> **Exercise requirements**: Extract everything from the start of the items below down to the line containing "top-left (111, 140), bottom-right (173, 168)", both ends included, and leave the pictures out of your answer.

> **Exercise inputs**:
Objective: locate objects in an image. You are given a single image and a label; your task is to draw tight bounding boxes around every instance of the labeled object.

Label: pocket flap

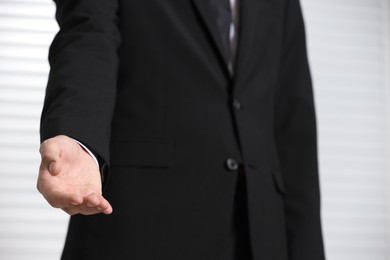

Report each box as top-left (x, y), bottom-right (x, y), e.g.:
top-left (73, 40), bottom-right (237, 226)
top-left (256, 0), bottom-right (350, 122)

top-left (111, 140), bottom-right (173, 168)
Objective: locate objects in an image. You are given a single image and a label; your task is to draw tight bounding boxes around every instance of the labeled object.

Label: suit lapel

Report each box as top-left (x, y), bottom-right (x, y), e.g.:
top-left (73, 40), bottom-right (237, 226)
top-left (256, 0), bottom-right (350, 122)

top-left (192, 0), bottom-right (229, 72)
top-left (234, 0), bottom-right (263, 91)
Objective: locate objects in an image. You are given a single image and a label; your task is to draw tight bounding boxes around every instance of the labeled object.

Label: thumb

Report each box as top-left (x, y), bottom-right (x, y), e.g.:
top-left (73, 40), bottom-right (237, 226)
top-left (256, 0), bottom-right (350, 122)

top-left (47, 161), bottom-right (61, 176)
top-left (39, 138), bottom-right (61, 176)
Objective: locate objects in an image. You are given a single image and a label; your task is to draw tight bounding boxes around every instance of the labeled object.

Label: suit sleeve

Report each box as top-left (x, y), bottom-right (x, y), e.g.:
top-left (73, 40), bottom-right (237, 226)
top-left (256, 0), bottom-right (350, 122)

top-left (275, 0), bottom-right (324, 260)
top-left (41, 0), bottom-right (121, 162)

> **The solution**:
Objective: locate objects in an image. You are given a single image and a label; your task is to draw tight bounding boxes around every instance of the labeled object.

Label: pocket flap


Report each box as top-left (x, y), bottom-right (x, y), e.g.:
top-left (73, 40), bottom-right (237, 226)
top-left (256, 0), bottom-right (350, 122)

top-left (111, 140), bottom-right (173, 168)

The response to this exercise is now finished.